◆ Problem description
I need all of the entries printed exactly.

────────────────

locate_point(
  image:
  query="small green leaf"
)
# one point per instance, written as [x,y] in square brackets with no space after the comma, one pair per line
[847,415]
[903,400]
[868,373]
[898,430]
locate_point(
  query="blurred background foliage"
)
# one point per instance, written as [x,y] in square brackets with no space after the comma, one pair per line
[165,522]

────────────────

◆ Response below
locate_point(
  image:
  query="small green leaf"
)
# one point per instance, written as [x,y] in square brackets with no space after the comma, one pair per line
[847,415]
[903,400]
[868,373]
[898,430]
locate_point(
  query="blurred background foliage"
)
# one point per instance, written as [x,y] in square brackets with no space after the comma, one pair per line
[165,522]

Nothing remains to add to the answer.